• GIVEN TASK:
Answer these questions from the Daniel Ponce de León profile below.
(a) What boxing stance did he use?
(b) How many of his professional wins came by KO?
(c) Who trained him?

• SELECTED PASSAGE:

## BEGIN

Daniel Ponce de León

Personal information
- Nickname: El León ("The Lion")
- Born: July 27, 1980 (age 45) Ciudad Cuauhtémoc, Chihuahua, Mexico
- Height: 5 ft 5 in (165 cm)
- Weight: Bantamweight; Super bantamweight; Featherweight; Super featherweight;

Boxing career
- Reach: 67+1⁄2 in (171 cm)
- Stance: Southpaw

Boxing record
- Total fights: 52
- Wins: 45
- Win by KO: 35
- Losses: 7

Medal record
Men's amateur boxing
Representing Mexico
Pan American Games
| Bronze medal – third place | 1999 Winnipeg | Flyweight |

= Daniel Ponce de León =

Mexican boxer (born 1980)

Daniel Ponce de León (born July 27, 1980) is a Mexican former professional boxer who competed from 2001 to 2014. He was a world champion in two weight classes, having held the World Boxing Organization (WBO) super bantamweight title from 2005 and 2008, and the World Boxing Council (WBC) featherweight title from 2012 to 2013. As an amateur, Ponce de León won a bronze medal in the flyweight division at the 1999 Pan American Games, and was a member of the 2000 Mexican Olympic team in the featherweight division. He was trained by Vicente Juárez.

## END

• DATA EXCERPT:
## BEGIN

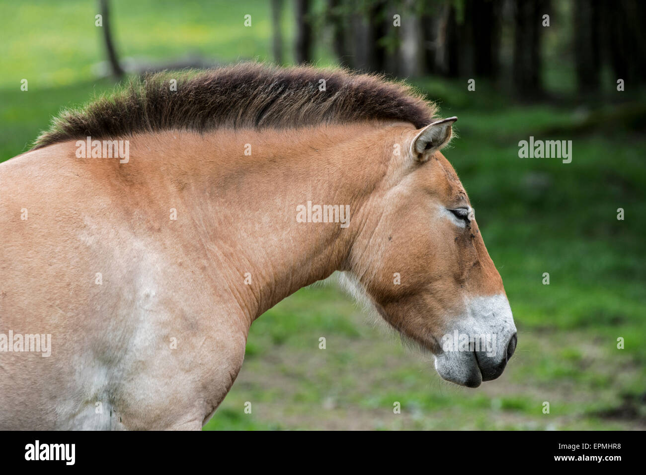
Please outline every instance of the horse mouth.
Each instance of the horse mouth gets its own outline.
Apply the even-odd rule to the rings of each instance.
[[[492,381],[503,374],[516,349],[514,333],[499,358],[483,352],[442,352],[435,356],[435,370],[446,381],[461,386],[477,388],[483,381]]]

## END

• RESULT OF THIS EXERCISE:
(a) Southpaw
(b) 35
(c) Vicente Juárez